*Exercise 1*.
In the post on problem solving, what did the writer switch off to find where the PostgreSQL authentication problem lay?

I thoroughly enjoyed reading Nathans post about Sunday Softness. There are so many interesting points that I would like to make about this – even though it’s 3 in the morning… 😉

Shri – Soft? from an article titled Destroy Something? Its no surprise that both my post and Chris’s seem similar since they are just two approaches to problem solving… I’ll clarify that in a minute… 😀

Trying something new is something that I thrive on. In fact, I believe that is one of the reasons for me doing what I do today… and every day… I like to think that Kraya is a team of problem solvers – that is the biggest part of our job. We have been involved in solving some pretty heavy and serious problems. How do you design and develop a ordering system in 5 days was one of the interesting ones… Not to mention the megabus.com pricing algorithm.

To be able to solve problems – you need to have critical skills. One is to analyse and understand a problem and the second one is to have tools that can be used to solve that problem efficiently and effectively.

The reason I personally, and Kraya have such an exposure to such a vast array of technologies is that we need the tools to solve a problem. We might not need it today or tomorrow but we might need it one day. On that day, we might not have the time to learn it all…. I know that the majority, if not all of the people at Kraya have already got their hands dirty with a large number of technologies. I would also like to think that they have been exposed to some new technologies since they joined Kraya. In fact, if this has not happened, my job has not been done…

Now, to separate the problem solving technique I covered from Chris’s. We are both covering ways to understand a problem space. Chris suggests understanding your problem space by knowing it, understanding it and loving it. I agree with this. Understand the problem and you can solve it.

When I suggest you try to:

break out of your habits, out of your box, destroy your preconceived ideas and look at it differently, try something new…

What I am suggesting is that you consider the problem as a black box and throw something unexpected at it and see how it reacts. This will not solve the problem. In fact, it might break it further but you can learn something new about the issues at play and therefore give you a clue as to how to solve it.

I’ll demonstrate with an example.

I wanted to set up IDENT authentication for postgresql so that we didn’t need to store password on text files to log into the database server but it was not working… I had the ident server installed but it just gave authentication failures. I tried replacing the ident server, tested the ident server and it still failed. Tried restarting the db server and still no joy.

The log files showed that it was requesting auth and it came back with the correct response. The db server was simply ignoring it.

I was stumped. What else could I try? Everything was set up and it should have worked. There was no way to understand the problem space better. I had two choices… Set up an ident client and test the ident server thoroughly, then setup a custom ident server and test the client.

Instead, I simply switched off the ident server. Something that definitely broke the auth on the db server.  I broke it in a controlled fashion to try to identify where the problem lie. Sure enough the db server logs told me that it could not find the ident server. This helped me to understand the problem was at the db server end.

In fact it pinpointed that the problem probably lay in the one line in the configuration file that specified the ident authentication configuration and sure enough it was. I solved it.

This is obviously a trivial example. However, the point I am trying to make is that while it makes sense to understand exactly what is going on – sometimes, this can be a little too time consuming and laborious.

*Exercise 2*.
Please pull out every line of the records that contains the word "destination", copying each one unchanged.

Excerpts of pointing data
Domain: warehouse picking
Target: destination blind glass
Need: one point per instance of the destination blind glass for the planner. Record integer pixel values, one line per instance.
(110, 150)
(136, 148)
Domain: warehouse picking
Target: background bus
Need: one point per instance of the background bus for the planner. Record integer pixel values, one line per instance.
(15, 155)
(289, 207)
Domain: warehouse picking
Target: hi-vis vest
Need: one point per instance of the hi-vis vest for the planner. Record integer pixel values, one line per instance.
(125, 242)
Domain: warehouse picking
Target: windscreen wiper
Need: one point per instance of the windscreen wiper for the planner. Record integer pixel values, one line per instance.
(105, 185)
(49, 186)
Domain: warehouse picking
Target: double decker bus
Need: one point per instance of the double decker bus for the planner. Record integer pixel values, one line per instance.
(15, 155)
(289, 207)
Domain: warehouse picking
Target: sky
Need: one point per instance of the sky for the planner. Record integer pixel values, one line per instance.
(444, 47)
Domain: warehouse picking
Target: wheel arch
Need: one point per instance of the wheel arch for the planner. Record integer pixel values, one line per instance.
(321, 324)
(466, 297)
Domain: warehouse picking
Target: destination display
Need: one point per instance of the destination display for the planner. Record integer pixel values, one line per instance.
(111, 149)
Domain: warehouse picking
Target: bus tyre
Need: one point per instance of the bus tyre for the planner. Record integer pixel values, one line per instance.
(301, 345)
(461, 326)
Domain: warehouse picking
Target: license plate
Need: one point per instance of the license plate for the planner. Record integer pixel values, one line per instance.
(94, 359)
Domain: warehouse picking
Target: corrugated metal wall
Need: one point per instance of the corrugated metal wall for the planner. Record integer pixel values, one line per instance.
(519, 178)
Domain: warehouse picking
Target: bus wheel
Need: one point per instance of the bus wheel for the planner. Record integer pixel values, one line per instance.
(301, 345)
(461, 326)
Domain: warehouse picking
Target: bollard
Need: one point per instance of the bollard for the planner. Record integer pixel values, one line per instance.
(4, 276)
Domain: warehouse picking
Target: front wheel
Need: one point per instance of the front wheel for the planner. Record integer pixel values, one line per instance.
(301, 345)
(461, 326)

*Finished answer 1*.
The ident server.

*Finished answer 2*.
Target: destination blind glass
Need: one point per instance of the destination blind glass for the planner. Record integer pixel values, one line per instance.
Target: destination display
Need: one point per instance of the destination display for the planner. Record integer pixel values, one line per instance.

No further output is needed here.